◆ **TEXT PASSAGE**
Turning south again, we follow the river through the heart of the city. We pass Winchester City Mill, lovingly looked after by the National Trust, and the ruins of Wolvesey Palace behind ancient walls, to join the green, riverside walks, where there are plans to restore grazing and the rich habitats of the chalkstream landscape.

Wolvesey Palace or the Old Bishop’s Palace, Winchester.

Here we find another — perhaps the finest — of Winchester’s religious settlements. The 12th-century St Cross Hospital is an ‘almshouse of noble poverty’, which still accommodates 25 elderly Brothers in spectacular quarters, with a cathedral-like church, gate tower, hospital, hall, kitchen and master’s house, astoundingly superb buildings nestling in the water meadows.

All this while, however, I’ve been looking upwards, to St Catherine’s Hill, so from St Cross’s bridge we walk up to Twyford Down, under the M3 and through the golf course to the chalk downland of the South Downs National Park. A lark sings and the first spring flowers are pushing through the springy turf, but our joy is curtailed as we approach the M3’s cutting, which is full of cars, yellow warning signs and noise.

◆ **DATA EXTRACTS**
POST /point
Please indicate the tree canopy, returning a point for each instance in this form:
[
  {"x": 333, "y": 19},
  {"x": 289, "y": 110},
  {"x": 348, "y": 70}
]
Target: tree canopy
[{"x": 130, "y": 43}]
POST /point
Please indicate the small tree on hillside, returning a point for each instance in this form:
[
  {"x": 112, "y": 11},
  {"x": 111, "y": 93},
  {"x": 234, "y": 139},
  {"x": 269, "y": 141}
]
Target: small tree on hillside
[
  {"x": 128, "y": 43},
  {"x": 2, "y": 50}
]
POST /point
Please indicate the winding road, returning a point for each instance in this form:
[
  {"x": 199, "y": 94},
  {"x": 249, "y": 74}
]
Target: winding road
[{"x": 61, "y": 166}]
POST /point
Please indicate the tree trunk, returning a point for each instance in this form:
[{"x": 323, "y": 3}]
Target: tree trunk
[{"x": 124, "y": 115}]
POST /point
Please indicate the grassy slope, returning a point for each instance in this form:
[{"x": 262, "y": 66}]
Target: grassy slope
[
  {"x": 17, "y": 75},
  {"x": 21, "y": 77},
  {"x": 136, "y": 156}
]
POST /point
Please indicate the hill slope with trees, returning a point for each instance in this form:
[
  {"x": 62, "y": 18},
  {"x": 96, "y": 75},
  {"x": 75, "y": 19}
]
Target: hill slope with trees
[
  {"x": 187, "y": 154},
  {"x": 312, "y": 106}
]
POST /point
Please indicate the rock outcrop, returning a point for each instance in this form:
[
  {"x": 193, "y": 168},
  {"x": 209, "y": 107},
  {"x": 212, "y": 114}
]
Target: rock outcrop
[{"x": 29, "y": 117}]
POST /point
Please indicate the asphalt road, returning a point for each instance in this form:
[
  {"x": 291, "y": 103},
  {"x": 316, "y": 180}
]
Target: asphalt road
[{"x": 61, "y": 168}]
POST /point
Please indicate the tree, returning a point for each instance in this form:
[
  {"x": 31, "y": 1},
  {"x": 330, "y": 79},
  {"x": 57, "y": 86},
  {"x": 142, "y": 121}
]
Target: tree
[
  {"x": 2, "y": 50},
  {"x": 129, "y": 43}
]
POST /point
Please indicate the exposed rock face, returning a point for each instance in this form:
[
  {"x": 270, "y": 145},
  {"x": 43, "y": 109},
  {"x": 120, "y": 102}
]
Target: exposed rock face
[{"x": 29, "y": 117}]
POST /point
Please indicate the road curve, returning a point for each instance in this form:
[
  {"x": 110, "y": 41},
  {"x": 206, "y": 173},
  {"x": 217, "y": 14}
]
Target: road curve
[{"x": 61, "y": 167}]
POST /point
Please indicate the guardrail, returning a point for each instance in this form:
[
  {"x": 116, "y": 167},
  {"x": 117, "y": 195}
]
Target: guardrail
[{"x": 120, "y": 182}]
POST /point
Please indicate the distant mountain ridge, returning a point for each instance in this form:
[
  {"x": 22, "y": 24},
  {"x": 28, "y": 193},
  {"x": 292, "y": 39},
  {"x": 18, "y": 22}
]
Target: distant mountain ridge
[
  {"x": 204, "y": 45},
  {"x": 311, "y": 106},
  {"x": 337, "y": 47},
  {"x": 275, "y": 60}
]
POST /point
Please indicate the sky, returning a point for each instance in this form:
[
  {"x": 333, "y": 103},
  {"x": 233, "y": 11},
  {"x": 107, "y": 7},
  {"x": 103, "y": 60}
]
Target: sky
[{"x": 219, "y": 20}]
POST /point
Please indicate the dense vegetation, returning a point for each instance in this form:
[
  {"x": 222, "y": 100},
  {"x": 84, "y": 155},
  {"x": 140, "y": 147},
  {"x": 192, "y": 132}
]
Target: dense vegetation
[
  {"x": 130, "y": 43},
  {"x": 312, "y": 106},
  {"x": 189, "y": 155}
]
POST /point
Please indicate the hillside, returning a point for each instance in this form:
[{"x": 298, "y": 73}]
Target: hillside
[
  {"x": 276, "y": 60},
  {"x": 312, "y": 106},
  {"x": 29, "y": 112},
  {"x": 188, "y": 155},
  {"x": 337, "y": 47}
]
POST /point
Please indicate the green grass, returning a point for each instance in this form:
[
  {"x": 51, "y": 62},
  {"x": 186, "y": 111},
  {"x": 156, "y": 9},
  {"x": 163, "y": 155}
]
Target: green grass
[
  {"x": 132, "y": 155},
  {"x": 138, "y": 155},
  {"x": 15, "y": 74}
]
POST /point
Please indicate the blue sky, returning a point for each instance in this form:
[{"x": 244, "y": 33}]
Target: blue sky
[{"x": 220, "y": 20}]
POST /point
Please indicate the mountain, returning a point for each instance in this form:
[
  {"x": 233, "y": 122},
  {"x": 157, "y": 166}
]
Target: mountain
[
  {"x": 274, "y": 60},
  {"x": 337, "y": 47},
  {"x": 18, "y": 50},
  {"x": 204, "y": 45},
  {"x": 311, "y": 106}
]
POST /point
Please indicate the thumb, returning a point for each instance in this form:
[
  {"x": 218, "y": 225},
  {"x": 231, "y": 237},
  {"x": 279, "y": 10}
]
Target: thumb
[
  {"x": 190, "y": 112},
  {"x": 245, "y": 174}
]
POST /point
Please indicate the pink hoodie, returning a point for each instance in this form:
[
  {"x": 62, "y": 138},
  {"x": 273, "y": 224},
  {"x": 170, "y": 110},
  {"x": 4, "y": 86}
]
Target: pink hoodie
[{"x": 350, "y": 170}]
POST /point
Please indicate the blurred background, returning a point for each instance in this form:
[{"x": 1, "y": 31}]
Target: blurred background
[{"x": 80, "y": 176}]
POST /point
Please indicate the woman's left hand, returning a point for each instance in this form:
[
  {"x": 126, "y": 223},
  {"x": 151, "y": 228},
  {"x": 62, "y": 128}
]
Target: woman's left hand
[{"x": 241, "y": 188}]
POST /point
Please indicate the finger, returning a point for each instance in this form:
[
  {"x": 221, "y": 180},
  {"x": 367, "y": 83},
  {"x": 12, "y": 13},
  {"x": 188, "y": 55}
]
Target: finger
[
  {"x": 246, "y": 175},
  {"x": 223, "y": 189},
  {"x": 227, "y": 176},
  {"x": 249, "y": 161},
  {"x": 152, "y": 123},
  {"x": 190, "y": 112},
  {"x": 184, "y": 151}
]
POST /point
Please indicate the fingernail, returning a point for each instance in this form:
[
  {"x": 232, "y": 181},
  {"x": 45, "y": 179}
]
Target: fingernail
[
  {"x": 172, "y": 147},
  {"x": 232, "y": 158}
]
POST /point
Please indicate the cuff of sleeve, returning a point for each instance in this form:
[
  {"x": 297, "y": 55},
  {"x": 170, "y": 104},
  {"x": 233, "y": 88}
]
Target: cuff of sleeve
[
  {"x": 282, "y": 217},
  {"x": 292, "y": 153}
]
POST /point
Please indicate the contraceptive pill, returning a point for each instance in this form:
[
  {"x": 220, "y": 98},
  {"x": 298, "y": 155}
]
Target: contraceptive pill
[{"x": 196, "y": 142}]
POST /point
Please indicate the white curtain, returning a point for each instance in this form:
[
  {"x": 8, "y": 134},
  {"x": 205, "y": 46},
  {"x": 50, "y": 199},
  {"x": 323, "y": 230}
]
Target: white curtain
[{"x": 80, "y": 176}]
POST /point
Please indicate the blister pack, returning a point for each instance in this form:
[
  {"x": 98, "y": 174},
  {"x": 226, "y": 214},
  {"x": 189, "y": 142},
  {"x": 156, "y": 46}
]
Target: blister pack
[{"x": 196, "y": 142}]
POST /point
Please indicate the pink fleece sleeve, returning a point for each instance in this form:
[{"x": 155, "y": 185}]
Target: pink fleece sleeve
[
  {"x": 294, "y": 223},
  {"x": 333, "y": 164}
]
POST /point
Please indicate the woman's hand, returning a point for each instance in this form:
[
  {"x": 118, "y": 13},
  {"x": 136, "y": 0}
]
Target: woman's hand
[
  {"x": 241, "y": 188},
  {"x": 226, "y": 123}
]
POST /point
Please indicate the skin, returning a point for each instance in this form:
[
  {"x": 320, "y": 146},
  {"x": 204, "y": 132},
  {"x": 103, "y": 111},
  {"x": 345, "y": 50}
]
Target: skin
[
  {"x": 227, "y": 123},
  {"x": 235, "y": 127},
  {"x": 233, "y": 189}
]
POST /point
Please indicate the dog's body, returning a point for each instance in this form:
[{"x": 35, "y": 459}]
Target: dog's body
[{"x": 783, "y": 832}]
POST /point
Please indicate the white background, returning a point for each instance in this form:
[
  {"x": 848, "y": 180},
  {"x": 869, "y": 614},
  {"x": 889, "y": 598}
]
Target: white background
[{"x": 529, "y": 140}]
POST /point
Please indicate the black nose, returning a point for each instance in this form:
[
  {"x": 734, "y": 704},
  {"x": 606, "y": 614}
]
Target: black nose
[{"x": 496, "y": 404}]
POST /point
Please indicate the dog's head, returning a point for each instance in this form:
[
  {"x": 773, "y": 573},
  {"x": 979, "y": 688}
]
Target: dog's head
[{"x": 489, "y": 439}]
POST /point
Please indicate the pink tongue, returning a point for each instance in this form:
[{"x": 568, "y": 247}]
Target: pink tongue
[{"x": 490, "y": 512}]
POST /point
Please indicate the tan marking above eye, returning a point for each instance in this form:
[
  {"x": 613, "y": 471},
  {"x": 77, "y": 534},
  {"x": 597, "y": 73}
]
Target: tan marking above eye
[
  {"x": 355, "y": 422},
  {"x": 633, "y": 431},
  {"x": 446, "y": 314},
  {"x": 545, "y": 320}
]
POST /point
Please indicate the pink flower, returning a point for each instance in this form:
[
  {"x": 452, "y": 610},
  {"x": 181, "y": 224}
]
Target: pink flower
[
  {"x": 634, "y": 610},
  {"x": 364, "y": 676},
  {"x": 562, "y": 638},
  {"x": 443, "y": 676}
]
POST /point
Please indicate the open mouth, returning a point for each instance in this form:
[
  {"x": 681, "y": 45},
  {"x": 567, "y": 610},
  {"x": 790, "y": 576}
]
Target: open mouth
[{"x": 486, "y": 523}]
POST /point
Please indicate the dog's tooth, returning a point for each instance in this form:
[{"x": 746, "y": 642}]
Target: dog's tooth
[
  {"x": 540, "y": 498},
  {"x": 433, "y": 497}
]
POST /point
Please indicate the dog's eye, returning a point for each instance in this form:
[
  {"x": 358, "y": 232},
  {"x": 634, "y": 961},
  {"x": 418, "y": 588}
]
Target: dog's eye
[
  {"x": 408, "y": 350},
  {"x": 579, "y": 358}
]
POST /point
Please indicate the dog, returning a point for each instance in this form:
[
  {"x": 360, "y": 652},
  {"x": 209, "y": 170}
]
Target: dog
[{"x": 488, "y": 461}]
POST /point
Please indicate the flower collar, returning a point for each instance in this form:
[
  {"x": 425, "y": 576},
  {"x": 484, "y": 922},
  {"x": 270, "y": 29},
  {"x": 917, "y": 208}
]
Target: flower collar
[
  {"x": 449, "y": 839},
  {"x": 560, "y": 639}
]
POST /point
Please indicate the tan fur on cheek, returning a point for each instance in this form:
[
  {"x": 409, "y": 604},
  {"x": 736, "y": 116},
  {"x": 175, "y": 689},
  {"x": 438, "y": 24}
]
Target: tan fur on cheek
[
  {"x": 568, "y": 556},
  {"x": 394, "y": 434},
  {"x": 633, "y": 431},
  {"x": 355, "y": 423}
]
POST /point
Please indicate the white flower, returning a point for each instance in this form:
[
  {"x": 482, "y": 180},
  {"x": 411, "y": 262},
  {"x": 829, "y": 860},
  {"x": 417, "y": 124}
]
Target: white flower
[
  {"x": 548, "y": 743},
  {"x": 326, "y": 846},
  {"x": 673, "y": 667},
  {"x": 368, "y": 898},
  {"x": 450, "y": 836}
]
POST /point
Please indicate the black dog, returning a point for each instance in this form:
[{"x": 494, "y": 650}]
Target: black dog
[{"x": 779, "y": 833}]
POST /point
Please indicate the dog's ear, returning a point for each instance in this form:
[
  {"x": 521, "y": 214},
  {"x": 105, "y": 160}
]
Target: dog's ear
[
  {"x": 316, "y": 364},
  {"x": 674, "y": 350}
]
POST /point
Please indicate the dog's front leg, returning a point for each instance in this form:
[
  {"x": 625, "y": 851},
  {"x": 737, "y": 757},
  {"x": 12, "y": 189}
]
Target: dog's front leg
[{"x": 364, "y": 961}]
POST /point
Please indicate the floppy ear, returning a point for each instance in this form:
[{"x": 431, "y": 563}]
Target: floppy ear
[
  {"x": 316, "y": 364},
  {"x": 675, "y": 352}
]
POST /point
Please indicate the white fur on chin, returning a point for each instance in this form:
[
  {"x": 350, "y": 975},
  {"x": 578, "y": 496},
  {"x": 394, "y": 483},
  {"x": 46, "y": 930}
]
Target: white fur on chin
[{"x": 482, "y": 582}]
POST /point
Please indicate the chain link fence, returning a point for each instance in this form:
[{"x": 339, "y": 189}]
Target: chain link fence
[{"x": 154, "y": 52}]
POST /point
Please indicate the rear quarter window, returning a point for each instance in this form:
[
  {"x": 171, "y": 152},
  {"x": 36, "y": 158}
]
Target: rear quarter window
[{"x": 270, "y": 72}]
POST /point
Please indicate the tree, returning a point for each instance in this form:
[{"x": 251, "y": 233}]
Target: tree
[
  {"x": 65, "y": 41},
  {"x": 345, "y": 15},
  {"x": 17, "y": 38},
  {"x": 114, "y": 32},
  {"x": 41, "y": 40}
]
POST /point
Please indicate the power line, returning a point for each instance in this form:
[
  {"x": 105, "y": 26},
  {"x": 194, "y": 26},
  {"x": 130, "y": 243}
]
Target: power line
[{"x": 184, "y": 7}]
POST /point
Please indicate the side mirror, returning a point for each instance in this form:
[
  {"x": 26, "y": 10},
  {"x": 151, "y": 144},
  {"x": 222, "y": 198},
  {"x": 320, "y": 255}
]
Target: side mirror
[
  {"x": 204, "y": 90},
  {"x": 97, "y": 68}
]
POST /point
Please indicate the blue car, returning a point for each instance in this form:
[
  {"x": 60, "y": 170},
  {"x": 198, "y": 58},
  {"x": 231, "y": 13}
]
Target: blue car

◆ **PROMPT 1**
Decide whether each statement agrees with the Winchester walk passage, answering yes or no and quoting the deciding words: (a) St Cross Hospital dates from the 12th century. (b) St Cross Hospital houses 40 elderly Brothers. (c) From St Cross's bridge, the route passes over the M3.
◆ **PROMPT 2**
Write the next part of the Winchester walk passage, picking up after its final sentence.
The rows have no connection to the Winchester walk passage.

◆ **TASK RESPONSE 1**
(a) Yes: "The 12th-century St Cross Hospital"
(b) No: "still accommodates 25 elderly Brothers"
(c) No: "we walk up to Twyford Down, under the M3"

◆ **TASK RESPONSE 2**
Twyford Down on the M3 in Hampshire. (Photo by Chris Gorman/Getty Images)

We scurry over the bridge, back across the motorway, and onto St Catherine’s Hill, striding towards the clump of trees on its top. Winchester is laid out below us and we have fun picking out the sights we’ve seen. I see, too, that by driving the motorway through the cutting, it was possible to remove the dual carriageway that once severed the city from the hill and avoided building a road through the precious water meadows.

I hear that there are proposals, gathering momentum, to ‘roof’ the cutting and restore the downland, as has been done so successfully at the Devil’s Punch Bowl at Hindhead in Surrey. Perhaps Winchester residents will once again be able to walk direct to Twyford Down, all within sight and sound of the cathedral bells.